> _YOUR TASKS_:
1/ Extract the passage of the water filtration text from "In that regard, many" up to and including "in their homes.".
2/ Summarize the water filtration text in two sentences.

> _DOCUMENT EXTRACT_:
The present disclosure relates to a multi component counter top water filtration system having several new and unique features, more specifically to a counter top water filtration system having two filtration media cartridges, one media cartridge being replaceable at least twice before the second media cartridge exceeds its useful life and requires replacement and most specifically to a counter top water filtration system that separates the plumbing and electronic components wherein the lower housing unit houses the plumbing components such as the water filtration pressure vessel, tubing and flow indication signaling device and the upper unit houses the electronics component and filtration methods related thereto.
In the past, various types of filtration systems including apparatus have been used to filter water. Over the years, a number of water filtration systems and devices have been developed to meet the needs of the users who desire to filter their water beyond that provided by various other means including municipal water filtration efforts. It seems that as technology advances to ease man's every day burdens; our society seems to generate more contaminants and additives, which then find their way into our water supplies. Thus, in order to reduce our exposure to the contaminants and impurities now found in our water supply it has become increasingly important to take additional steps beyond municipal water treatment in order to remove contaminates from our water before it is consumed.
In that regard, many end users have expressed increasing concerns regarding the extent of the contamination in their drinking water supplies. To address these concerns, end users have taken a variety of measures to ensure removal of the maximum amount of contamination from their drinking water. In order to accomplish this, some end users now purchase bottled water while others have installed water filtration systems in their homes.

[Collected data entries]
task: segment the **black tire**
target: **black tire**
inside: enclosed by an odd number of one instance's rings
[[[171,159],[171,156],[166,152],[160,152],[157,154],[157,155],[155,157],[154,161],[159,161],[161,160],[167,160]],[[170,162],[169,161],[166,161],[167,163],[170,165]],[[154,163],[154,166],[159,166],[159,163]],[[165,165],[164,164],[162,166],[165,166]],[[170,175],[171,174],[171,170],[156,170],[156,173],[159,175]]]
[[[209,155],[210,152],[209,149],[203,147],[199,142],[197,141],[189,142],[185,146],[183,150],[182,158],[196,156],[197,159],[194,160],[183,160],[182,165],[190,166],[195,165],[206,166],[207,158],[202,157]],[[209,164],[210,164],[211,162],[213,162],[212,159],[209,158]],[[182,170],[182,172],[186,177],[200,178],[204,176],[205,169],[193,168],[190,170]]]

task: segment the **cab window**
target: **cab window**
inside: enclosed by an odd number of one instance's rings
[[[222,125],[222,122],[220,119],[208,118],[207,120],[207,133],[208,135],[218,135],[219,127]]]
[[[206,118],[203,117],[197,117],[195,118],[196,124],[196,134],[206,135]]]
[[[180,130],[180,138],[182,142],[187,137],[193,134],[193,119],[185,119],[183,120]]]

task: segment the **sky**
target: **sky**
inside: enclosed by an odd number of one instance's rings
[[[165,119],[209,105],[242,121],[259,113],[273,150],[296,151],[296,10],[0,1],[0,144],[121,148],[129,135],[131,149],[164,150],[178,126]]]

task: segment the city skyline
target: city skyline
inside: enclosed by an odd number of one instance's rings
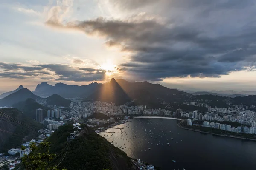
[[[256,91],[255,6],[252,0],[3,0],[0,92],[112,76],[197,91]]]

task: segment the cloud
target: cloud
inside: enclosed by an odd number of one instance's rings
[[[32,9],[27,9],[24,8],[22,7],[18,7],[16,9],[17,11],[23,13],[25,14],[34,14],[35,15],[40,15],[40,12],[35,11]]]
[[[0,77],[12,79],[38,78],[52,81],[77,82],[104,80],[106,71],[88,68],[75,68],[64,64],[20,64],[0,62]]]
[[[219,77],[255,65],[252,0],[108,2],[119,12],[137,10],[137,15],[70,22],[54,17],[46,24],[102,37],[107,46],[130,52],[120,70],[140,79]]]
[[[79,59],[77,59],[77,60],[73,60],[73,62],[75,64],[82,64],[83,63],[84,63],[84,62],[83,61],[82,61],[81,60],[79,60]]]

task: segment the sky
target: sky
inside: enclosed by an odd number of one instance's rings
[[[253,0],[1,0],[0,92],[112,76],[256,91]]]

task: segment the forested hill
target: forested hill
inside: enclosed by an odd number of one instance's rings
[[[61,126],[47,139],[51,143],[50,152],[59,155],[52,164],[68,170],[135,170],[126,154],[86,125],[82,125],[79,136],[67,141],[73,125]]]
[[[20,122],[15,123],[0,113],[0,129],[6,131],[0,131],[0,153],[20,147],[22,143],[37,137],[37,130],[43,128],[17,109],[5,108],[0,109],[0,111]]]

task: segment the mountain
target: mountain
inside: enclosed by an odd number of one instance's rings
[[[42,82],[37,85],[33,93],[43,97],[49,97],[54,94],[67,98],[85,97],[91,94],[99,85],[96,82],[82,86],[59,83],[52,86],[47,82]]]
[[[245,96],[246,96],[246,95],[244,95],[243,94],[230,94],[229,95],[227,95],[227,96],[228,97],[230,97],[230,98],[234,98],[234,97],[237,97],[238,96],[240,96],[240,97],[244,97]]]
[[[47,139],[51,142],[50,153],[61,155],[53,159],[53,165],[60,164],[59,169],[68,170],[136,169],[124,152],[86,125],[81,124],[81,127],[79,136],[74,139],[67,140],[74,131],[73,125],[67,124]]]
[[[192,93],[192,94],[194,95],[202,95],[205,94],[211,94],[214,96],[221,96],[219,94],[216,93],[212,93],[208,92],[207,91],[197,91],[196,92]]]
[[[213,90],[213,91],[210,91],[209,92],[212,92],[212,93],[218,93],[218,94],[237,94],[237,92],[236,92],[235,91],[231,90],[218,91]]]
[[[7,152],[11,148],[20,147],[22,143],[38,136],[36,132],[43,128],[42,125],[28,118],[16,108],[5,108],[0,109],[0,111],[29,128],[11,122],[0,116],[1,129],[8,132],[0,131],[0,153]]]
[[[195,96],[195,98],[200,99],[203,103],[207,103],[212,108],[217,106],[218,108],[226,108],[230,106],[229,98],[226,96],[215,96],[211,94],[204,94]]]
[[[12,106],[15,103],[25,101],[28,98],[32,98],[35,100],[40,99],[41,97],[34,94],[27,88],[22,88],[3,99],[0,99],[0,106]]]
[[[235,105],[242,104],[247,106],[256,105],[256,95],[250,95],[244,97],[237,96],[233,98],[232,99],[234,101],[233,104]]]
[[[68,107],[70,105],[71,102],[71,101],[56,94],[52,94],[46,98],[47,105],[51,106]]]
[[[0,95],[0,99],[5,97],[6,96],[9,95],[10,94],[13,94],[13,93],[16,92],[16,91],[18,91],[19,90],[20,90],[22,88],[24,88],[24,87],[23,87],[23,86],[22,85],[20,85],[19,86],[19,87],[18,88],[17,88],[16,90],[13,90],[12,91],[9,91],[9,92],[4,93],[3,94],[1,94]]]
[[[43,118],[47,117],[47,110],[49,109],[47,107],[39,104],[31,98],[28,98],[25,101],[15,103],[12,106],[21,111],[23,115],[34,119],[36,119],[35,113],[37,109],[43,109]]]
[[[102,85],[88,99],[102,102],[113,102],[118,105],[133,101],[137,105],[152,108],[163,106],[163,101],[183,102],[192,95],[176,89],[147,82],[131,82],[123,79],[115,80]]]
[[[115,79],[102,84],[91,96],[94,100],[113,102],[117,105],[130,102],[131,99]]]

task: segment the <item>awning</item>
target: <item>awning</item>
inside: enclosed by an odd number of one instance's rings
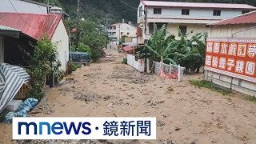
[[[134,50],[135,49],[135,46],[126,46],[123,48],[123,50],[125,51],[130,51],[130,50]]]
[[[0,113],[15,97],[18,90],[30,81],[26,70],[7,63],[0,63]]]
[[[0,25],[0,35],[10,36],[18,38],[20,33],[20,30]]]

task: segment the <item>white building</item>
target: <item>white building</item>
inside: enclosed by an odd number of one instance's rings
[[[27,35],[33,41],[47,37],[56,44],[58,58],[66,71],[69,61],[69,36],[60,14],[0,13],[0,26],[8,26]],[[4,40],[4,42],[6,41]]]
[[[65,17],[69,15],[62,8],[53,6],[32,0],[1,0],[0,12],[6,13],[31,13],[38,14],[63,13]]]
[[[245,4],[198,3],[141,1],[138,9],[138,43],[150,39],[154,23],[163,24],[166,31],[178,37],[179,26],[183,34],[210,32],[206,24],[215,22],[256,10]]]
[[[214,47],[219,46],[220,47],[217,48],[220,50],[220,53],[206,50],[205,66],[206,80],[236,91],[256,96],[255,18],[256,11],[254,11],[210,24],[210,35],[207,38],[207,46],[210,44]],[[225,49],[226,54],[222,54]],[[232,49],[234,54],[230,54]],[[210,60],[207,57],[211,55],[218,57],[218,58],[216,59],[218,66],[214,66],[215,63],[214,57],[212,62],[207,62]]]
[[[137,40],[136,32],[136,26],[125,22],[110,25],[108,29],[109,36],[113,40],[120,40],[122,36],[134,38],[134,39]]]

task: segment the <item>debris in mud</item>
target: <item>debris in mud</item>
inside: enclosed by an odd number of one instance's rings
[[[166,124],[163,122],[162,122],[162,121],[158,121],[158,122],[157,122],[157,126],[160,126],[160,127],[162,127],[162,126],[165,126]]]
[[[90,68],[90,71],[101,71],[102,69],[100,66],[96,68]]]
[[[179,127],[176,127],[176,128],[175,128],[175,130],[176,130],[176,131],[178,131],[178,130],[182,130],[182,129],[179,128]]]
[[[136,70],[127,68],[126,66],[116,66],[114,67],[113,74],[108,77],[108,79],[116,79],[132,84],[149,83],[152,78],[153,75],[142,74]]]
[[[173,89],[172,87],[169,86],[169,87],[167,88],[166,94],[170,94],[170,93],[173,92],[173,91],[174,91],[174,89]]]
[[[103,73],[100,73],[100,72],[94,72],[94,73],[90,73],[90,74],[86,74],[85,75],[83,75],[84,77],[88,77],[88,78],[100,78],[100,75],[102,74]]]
[[[150,101],[150,102],[151,102],[151,101]],[[150,106],[155,106],[159,105],[159,104],[162,104],[162,103],[163,103],[163,102],[165,102],[165,101],[158,101],[158,102],[152,102],[152,103],[150,104]],[[149,103],[150,103],[150,102],[149,102]]]
[[[74,94],[74,99],[80,100],[82,102],[94,102],[98,101],[100,99],[103,99],[104,101],[107,101],[110,99],[113,96],[106,95],[106,96],[101,96],[97,94],[84,94],[82,92],[77,92]]]
[[[63,88],[58,89],[58,90],[60,92],[60,94],[65,94],[66,92],[73,91],[74,89],[72,89],[71,87],[63,87]]]

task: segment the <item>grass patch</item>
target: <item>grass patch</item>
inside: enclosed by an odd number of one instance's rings
[[[190,82],[192,85],[194,85],[198,87],[207,88],[207,89],[212,90],[213,91],[217,91],[218,93],[221,93],[223,95],[228,95],[229,94],[231,94],[231,92],[230,90],[221,88],[220,86],[218,86],[217,85],[215,85],[213,82],[209,82],[209,81],[190,80]],[[255,102],[256,102],[256,98],[255,98]]]

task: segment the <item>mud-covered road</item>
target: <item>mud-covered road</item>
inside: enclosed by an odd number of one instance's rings
[[[33,117],[156,117],[154,141],[12,141],[11,125],[0,124],[0,143],[256,143],[256,103],[141,74],[119,58],[84,66],[37,106]]]

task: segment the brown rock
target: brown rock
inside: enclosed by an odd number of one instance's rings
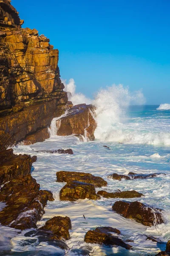
[[[122,175],[117,174],[117,173],[113,173],[110,175],[109,175],[108,177],[110,179],[113,179],[114,180],[121,180],[122,179],[125,180],[130,180],[130,178],[126,175]]]
[[[102,228],[102,229],[97,228],[95,230],[88,231],[85,236],[85,242],[119,246],[128,250],[130,250],[132,247],[131,245],[123,242],[119,238],[109,233],[111,227],[104,227]]]
[[[96,200],[100,197],[96,194],[94,185],[73,181],[68,182],[61,189],[60,198],[61,200],[73,201],[86,198]]]
[[[38,238],[38,242],[36,242],[36,246],[37,246],[41,242],[47,242],[50,245],[57,246],[63,250],[68,250],[69,248],[63,241],[61,241],[60,238],[55,235],[52,231],[48,230],[41,230],[41,229],[34,230],[24,234],[26,237],[34,237]]]
[[[14,154],[12,149],[0,151],[0,185],[18,175],[30,174],[34,160],[26,154]]]
[[[23,20],[9,1],[0,0],[0,7],[2,150],[24,139],[28,144],[48,138],[53,118],[71,106],[60,79],[58,50],[35,29],[21,29]]]
[[[142,196],[144,195],[141,193],[139,193],[135,190],[115,192],[114,193],[108,193],[104,190],[100,190],[97,192],[97,195],[102,195],[106,198],[132,198],[135,197],[141,197]]]
[[[17,229],[36,228],[47,201],[54,200],[50,192],[39,189],[31,175],[20,175],[5,184],[0,191],[0,201],[7,206],[0,212],[0,223]]]
[[[93,116],[91,105],[80,104],[71,108],[65,116],[57,121],[57,135],[65,136],[72,134],[82,135],[90,140],[94,139],[96,124]]]
[[[73,154],[73,151],[72,149],[69,148],[69,149],[57,149],[56,150],[38,150],[36,152],[38,153],[50,153],[50,154],[53,154],[54,153],[58,153],[58,154]]]
[[[145,226],[151,226],[164,222],[161,209],[159,211],[138,201],[117,201],[112,209],[125,218],[134,219]]]
[[[76,172],[61,171],[56,173],[58,182],[68,182],[76,180],[93,184],[96,187],[106,186],[108,183],[101,177],[95,176],[90,173]]]
[[[71,221],[68,217],[54,217],[47,221],[40,229],[50,230],[60,238],[68,240],[70,238],[68,230],[71,229]]]

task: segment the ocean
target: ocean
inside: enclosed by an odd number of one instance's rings
[[[119,96],[118,98],[119,102],[125,102],[124,97],[121,100]],[[32,145],[20,145],[14,148],[15,153],[37,156],[37,161],[33,165],[32,175],[40,183],[41,189],[51,191],[55,199],[53,202],[48,201],[45,208],[45,213],[38,222],[38,226],[42,226],[54,216],[69,217],[72,229],[70,231],[71,238],[66,243],[71,250],[65,252],[45,242],[37,245],[35,238],[28,239],[24,236],[28,230],[20,232],[1,226],[0,232],[4,241],[1,241],[0,255],[81,256],[85,255],[82,250],[88,249],[91,256],[154,256],[160,250],[165,250],[166,243],[170,239],[170,105],[128,106],[126,103],[125,108],[120,108],[120,105],[118,107],[114,102],[112,108],[108,102],[109,105],[106,102],[101,106],[99,101],[96,102],[98,127],[94,141],[86,141],[85,138],[82,142],[74,136],[55,135],[57,128],[53,122],[50,128],[51,137],[49,139]],[[97,108],[98,104],[99,108]],[[59,148],[71,148],[74,154],[35,152]],[[87,199],[74,202],[60,201],[59,192],[65,183],[56,182],[56,173],[61,170],[83,172],[102,177],[108,182],[108,186],[96,189],[96,191],[135,190],[142,193],[144,196],[141,198],[125,200],[130,201],[137,200],[161,208],[163,210],[164,224],[148,227],[124,218],[112,210],[113,204],[119,198],[102,197],[96,201]],[[163,173],[166,175],[121,181],[108,178],[108,175],[113,173],[127,175],[130,172],[137,174]],[[1,208],[4,206],[0,204]],[[128,243],[133,246],[132,250],[88,244],[84,241],[88,230],[102,226],[120,230],[120,238],[124,241],[127,239],[133,241]],[[147,236],[156,237],[162,242],[146,240]]]

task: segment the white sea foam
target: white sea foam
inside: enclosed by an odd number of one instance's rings
[[[165,103],[161,104],[159,108],[156,108],[157,110],[170,110],[170,104]]]
[[[68,93],[68,100],[71,101],[74,105],[82,103],[91,104],[90,99],[87,98],[81,93],[76,93],[76,85],[74,79],[70,79],[68,84],[66,83],[65,80],[62,81],[62,82],[65,87],[65,90]]]

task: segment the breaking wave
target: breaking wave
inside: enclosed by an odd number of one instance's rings
[[[161,104],[159,108],[156,108],[157,110],[170,110],[170,104],[165,103]]]
[[[62,80],[62,82],[65,87],[65,91],[68,93],[68,100],[72,102],[74,106],[82,103],[87,105],[91,103],[91,100],[87,98],[82,93],[76,93],[76,85],[73,79],[71,78],[69,80],[68,84],[66,83],[66,80]]]

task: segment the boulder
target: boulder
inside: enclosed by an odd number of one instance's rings
[[[73,201],[86,198],[96,200],[100,197],[96,194],[94,185],[73,181],[68,182],[61,189],[60,198],[61,200]]]
[[[109,175],[108,177],[110,179],[113,179],[114,180],[121,180],[122,179],[125,179],[125,180],[130,180],[130,177],[127,176],[127,175],[123,175],[120,174],[117,174],[117,173],[113,173]]]
[[[92,105],[80,104],[71,108],[67,114],[56,121],[57,135],[82,135],[89,140],[94,139],[96,123]]]
[[[0,151],[0,186],[20,175],[31,173],[32,163],[36,157],[14,154],[11,148]]]
[[[50,153],[50,154],[53,154],[54,153],[58,153],[58,154],[74,154],[73,150],[71,148],[69,149],[57,149],[56,150],[38,150],[36,151],[37,153]]]
[[[56,173],[58,182],[68,182],[75,180],[92,184],[96,187],[106,186],[108,183],[102,178],[95,176],[90,173],[77,172],[61,171]]]
[[[64,241],[61,241],[61,238],[55,235],[52,231],[48,230],[36,229],[31,230],[24,234],[26,237],[36,237],[36,246],[37,246],[41,242],[48,243],[53,246],[57,246],[64,250],[68,250],[68,246]]]
[[[119,175],[113,173],[109,175],[108,178],[121,180],[122,179],[125,180],[133,180],[135,179],[148,179],[157,177],[159,175],[166,175],[164,173],[152,173],[151,174],[137,174],[134,172],[129,172],[128,175]]]
[[[62,238],[65,240],[68,240],[70,238],[68,230],[71,229],[71,221],[68,217],[54,217],[47,221],[45,226],[40,229],[42,230],[50,230],[59,239]]]
[[[128,250],[132,248],[132,246],[126,244],[117,236],[113,236],[110,232],[114,232],[112,231],[111,227],[97,228],[94,230],[89,230],[85,234],[85,241],[92,244],[122,246]]]
[[[137,174],[134,172],[129,172],[128,175],[132,179],[148,179],[154,178],[159,175],[166,175],[165,173],[151,173],[151,174]]]
[[[137,201],[117,201],[112,206],[112,210],[145,226],[151,226],[164,222],[161,209],[148,207]]]
[[[97,195],[102,195],[106,198],[133,198],[141,197],[141,196],[144,195],[143,194],[139,193],[135,190],[115,192],[114,193],[108,193],[104,190],[100,190],[97,192]]]
[[[0,201],[6,204],[0,212],[0,223],[20,230],[36,228],[47,201],[54,200],[51,192],[39,189],[40,185],[30,175],[6,183],[0,190]]]

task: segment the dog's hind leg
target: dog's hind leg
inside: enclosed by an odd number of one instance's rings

> _RESPONSES TO THE EXERCISE_:
1/
In that regard, many end users have expressed increasing concerns regarding the extent of the contamination in their drinking water supplies. To address these concerns, end users have taken a variety of measures to ensure removal of the maximum amount of contamination from their drinking water. In order to accomplish this, some end users now purchase bottled water while others have installed water filtration systems in their homes.

2/ The disclosure concerns a counter top water filtration system with two filtration media cartridges, one of which can be replaced at least twice before the other exceeds its useful life, and with plumbing components housed in a lower unit separate from the electronics in an upper unit. Because more contaminants and additives are finding their way into water supplies, filtering water beyond municipal treatment has become increasingly important, and concerned end users have responded by buying bottled water or installing home filtration systems.